* [AIM] How many lines of the entries below contain the word "pink"? Case counts. Reply with the number only.

* [DATA]
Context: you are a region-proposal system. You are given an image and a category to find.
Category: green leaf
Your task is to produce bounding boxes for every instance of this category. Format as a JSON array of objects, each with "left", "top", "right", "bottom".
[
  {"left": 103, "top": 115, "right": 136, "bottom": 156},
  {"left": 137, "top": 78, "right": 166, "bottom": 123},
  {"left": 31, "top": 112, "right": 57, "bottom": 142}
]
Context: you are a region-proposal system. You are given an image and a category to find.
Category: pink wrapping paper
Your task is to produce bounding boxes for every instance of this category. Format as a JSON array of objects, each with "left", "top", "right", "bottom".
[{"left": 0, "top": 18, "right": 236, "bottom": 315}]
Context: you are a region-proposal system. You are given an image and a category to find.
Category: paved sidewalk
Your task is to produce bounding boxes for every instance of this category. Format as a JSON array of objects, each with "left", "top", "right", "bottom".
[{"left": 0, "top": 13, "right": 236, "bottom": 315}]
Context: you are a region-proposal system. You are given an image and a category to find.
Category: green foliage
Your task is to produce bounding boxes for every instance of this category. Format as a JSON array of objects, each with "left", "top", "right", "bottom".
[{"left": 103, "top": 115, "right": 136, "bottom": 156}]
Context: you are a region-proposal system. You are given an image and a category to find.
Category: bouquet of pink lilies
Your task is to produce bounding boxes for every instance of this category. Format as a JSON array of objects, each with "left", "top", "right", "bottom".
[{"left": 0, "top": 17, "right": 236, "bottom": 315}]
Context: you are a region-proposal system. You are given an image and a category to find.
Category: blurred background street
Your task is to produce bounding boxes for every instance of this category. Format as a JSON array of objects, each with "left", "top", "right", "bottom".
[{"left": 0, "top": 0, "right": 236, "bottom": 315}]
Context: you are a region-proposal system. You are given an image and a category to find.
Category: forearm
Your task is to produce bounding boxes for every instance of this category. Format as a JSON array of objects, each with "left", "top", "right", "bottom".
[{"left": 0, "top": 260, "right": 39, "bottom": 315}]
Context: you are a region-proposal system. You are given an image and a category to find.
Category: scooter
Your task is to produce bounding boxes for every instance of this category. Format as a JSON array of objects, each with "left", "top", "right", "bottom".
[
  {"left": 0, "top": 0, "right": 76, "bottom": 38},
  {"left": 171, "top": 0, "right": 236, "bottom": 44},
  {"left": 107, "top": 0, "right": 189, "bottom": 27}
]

* [EXERCISE RESPONSE] 2